> Extract to read:
Album Review: A Skylit Drive – ASD

A Skylit Drive - ASDA Skylit Drive effortlessly forge a sonic representation of the troubled human life cycle faced on a daily basis with ‘ASD’.

Accidentally giving the Cali outfit’s fifth record an air of a medical condition, self-initialled ‘ASD’ wears its heart on its proverbial sleeve with as much conviction as you’d ever expect from them. No strangers to contagious pessimistic anthems, ‘ASD’ comes loaded with chant-able hooks and a strong feeling that this may be A Skylit Drive’s defining production.

“The blood that we bleed sets us free,” calls out catchy realist opener ‘Bring Me a War’, making its mission statement loud and clear from the get-go, that music can and will address political and social issues beyond its control. While the melodic cries of frontman Michael Jagmin soar through ‘Self/Less’, unclean vox Michael Labelle’s guttural screams frame ‘Falling Apart in a Crowded Room’, a timeless ode to isolation that they should’ve written years ago.


Proof of their musical maturity garnered over the last decade, ‘Shock My Heart’ demonstrates the way post-hardcore should be done – driven by new drummer Brandon Richter‘s expertise and a contagious melody made to be screamed back by crowds in unison. Perfecting a tried and tested formula of chaotic forlorn sentiment, the agonised insomnia of ‘I’ll Sleep When I’m Dead’ emerges as a guiding light for the next generation of bands looking to bottle emotions with the right amount of finesse.

Forceful and vicious, ‘Risk It All’ accompanies the seductive tones of ‘Running in Circles’, lamenting the things that might have been, both brought to prominence with appropriately decadent production. Similarly making its voice heard loud and clear, ‘Oblivion’ opens the ventricles for ‘Symphony of Broken Bones’, the last fighting talk of a heart giving itself up under the strain of a venomous and melodic vocal playoff.

Probably unintentionally opening on the same notes as The Used track ‘Hard to Say’, ‘Find A Way’s glittering harmony fades into itself, before unexpectedly closing on 10 seconds of unadulterated brutality. Far too many acts try to stifle their inspirations and focus on becoming a new entity, but this exhibition of emo roots stands this quintet a little taller for it. “You didn’t even try to survive, you didn’t even care, you left us all behind,” belts the closing realism of ‘The Son is Not the Father’, making its intentions honourable but nonetheless rooted in the truth that while forgiveness is attainable, it’s quite impossible to forget too.

Iconic in its demonstration of internal conflict, ‘ASD’ is A Skylit Drive’s step into their own future, leading instead of following.


’ASD’ by A Skylit Drive is out now on Tragic Hero Records.

[Stored data entries]
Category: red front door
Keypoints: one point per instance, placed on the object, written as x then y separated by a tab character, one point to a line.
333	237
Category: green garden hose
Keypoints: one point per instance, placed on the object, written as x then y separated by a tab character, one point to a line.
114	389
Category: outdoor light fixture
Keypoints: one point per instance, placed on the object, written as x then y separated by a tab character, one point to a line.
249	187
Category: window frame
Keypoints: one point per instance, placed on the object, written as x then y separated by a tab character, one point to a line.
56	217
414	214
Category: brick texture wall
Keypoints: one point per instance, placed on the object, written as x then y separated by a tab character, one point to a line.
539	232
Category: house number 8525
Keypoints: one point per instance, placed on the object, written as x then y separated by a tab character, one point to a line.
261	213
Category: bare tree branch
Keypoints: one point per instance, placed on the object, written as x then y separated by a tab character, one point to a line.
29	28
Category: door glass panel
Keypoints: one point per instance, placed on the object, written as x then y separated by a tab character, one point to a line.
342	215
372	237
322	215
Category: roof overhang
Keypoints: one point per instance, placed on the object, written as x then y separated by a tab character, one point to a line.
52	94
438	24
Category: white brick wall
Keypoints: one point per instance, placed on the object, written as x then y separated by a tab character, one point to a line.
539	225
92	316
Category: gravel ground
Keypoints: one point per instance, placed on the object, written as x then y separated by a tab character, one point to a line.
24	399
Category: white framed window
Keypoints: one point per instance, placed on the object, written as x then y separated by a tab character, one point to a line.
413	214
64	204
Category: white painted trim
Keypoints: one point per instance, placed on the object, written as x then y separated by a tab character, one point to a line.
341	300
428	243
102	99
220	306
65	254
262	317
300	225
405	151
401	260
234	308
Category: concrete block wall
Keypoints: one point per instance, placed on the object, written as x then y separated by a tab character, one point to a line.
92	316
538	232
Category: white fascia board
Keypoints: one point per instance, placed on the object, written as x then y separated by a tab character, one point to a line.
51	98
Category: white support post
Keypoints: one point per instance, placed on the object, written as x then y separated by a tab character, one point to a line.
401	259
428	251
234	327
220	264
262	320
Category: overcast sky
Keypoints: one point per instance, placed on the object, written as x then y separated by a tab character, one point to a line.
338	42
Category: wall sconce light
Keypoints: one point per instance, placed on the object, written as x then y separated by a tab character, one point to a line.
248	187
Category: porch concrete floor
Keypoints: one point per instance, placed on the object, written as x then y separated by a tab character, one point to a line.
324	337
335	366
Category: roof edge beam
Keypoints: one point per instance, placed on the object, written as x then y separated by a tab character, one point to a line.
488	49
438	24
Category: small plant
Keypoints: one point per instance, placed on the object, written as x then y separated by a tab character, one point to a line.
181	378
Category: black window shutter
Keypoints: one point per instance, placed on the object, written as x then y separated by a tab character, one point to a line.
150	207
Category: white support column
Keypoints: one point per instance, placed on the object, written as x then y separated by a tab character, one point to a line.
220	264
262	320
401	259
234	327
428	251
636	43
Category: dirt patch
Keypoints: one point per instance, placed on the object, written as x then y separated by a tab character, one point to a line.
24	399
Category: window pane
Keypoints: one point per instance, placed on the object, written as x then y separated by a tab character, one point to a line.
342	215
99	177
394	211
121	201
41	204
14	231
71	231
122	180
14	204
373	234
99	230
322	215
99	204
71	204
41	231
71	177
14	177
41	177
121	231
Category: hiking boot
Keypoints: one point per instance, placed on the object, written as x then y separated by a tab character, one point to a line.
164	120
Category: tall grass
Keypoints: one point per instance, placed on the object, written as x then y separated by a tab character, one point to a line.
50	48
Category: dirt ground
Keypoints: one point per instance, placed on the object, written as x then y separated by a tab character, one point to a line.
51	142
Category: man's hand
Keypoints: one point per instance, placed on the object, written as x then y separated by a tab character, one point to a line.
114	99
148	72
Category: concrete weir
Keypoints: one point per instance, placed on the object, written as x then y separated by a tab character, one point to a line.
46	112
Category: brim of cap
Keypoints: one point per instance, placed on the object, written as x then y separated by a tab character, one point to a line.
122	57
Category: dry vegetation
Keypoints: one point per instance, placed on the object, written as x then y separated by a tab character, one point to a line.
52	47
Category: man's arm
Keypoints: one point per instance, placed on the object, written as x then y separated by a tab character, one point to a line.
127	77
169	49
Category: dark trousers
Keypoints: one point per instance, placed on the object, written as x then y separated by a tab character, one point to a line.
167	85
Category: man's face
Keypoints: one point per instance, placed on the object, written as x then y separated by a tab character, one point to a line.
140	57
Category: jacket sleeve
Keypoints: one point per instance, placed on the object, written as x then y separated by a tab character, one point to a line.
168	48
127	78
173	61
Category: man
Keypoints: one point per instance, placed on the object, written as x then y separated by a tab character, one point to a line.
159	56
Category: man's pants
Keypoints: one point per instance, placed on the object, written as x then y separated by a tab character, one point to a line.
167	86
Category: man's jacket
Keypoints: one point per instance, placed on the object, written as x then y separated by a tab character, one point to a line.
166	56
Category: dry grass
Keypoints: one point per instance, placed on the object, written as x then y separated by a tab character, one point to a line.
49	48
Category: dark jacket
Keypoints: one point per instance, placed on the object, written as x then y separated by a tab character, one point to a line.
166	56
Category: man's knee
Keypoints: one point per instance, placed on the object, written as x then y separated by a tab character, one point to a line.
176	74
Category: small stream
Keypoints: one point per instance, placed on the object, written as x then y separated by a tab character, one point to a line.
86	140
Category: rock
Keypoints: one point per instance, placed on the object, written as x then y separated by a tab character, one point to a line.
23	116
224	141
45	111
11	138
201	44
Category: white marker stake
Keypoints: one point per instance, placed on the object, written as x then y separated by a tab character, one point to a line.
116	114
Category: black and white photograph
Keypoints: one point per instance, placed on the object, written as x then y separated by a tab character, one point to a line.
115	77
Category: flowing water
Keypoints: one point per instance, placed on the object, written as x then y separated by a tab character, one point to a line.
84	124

> To do:
(a) List every member of A Skylit Drive named in the album review, together with the role the review gives each.
(b) From the album review, output the passage starting with "Album Review: A" and going on through "basis with ‘ASD’.".

> Answers to the exercise:
(a)
- Michael Jagmin: frontman (melodic cries)
- Michael Labelle: unclean vox (guttural screams)
- Brandon Richter: new drummer

(b)
Album Review: A Skylit Drive – ASD

A Skylit Drive - ASDA Skylit Drive effortlessly forge a sonic representation of the troubled human life cycle faced on a daily basis with ‘ASD’.